> **PROBLEM REQUIREMENTS**: Please rewrite every line of the entries below, requests included, scaling each bounding-box coordinate in the answers by 0.9 and rounding to the nearest whole number, with halves rounded up.

> **AVAILABLE DATA**:
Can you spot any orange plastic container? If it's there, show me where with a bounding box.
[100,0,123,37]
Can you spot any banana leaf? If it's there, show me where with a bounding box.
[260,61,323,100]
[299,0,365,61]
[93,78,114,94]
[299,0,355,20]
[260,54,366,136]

> **SOLUTION TO THIS EXERCISE**:
Can you spot any orange plastic container? If it's there, show me where with a bounding box.
[90,0,111,33]
Can you spot any banana leaf? If it's there, show me where with a bounding box.
[234,55,291,90]
[269,0,329,55]
[84,70,103,85]
[269,0,320,18]
[234,49,329,122]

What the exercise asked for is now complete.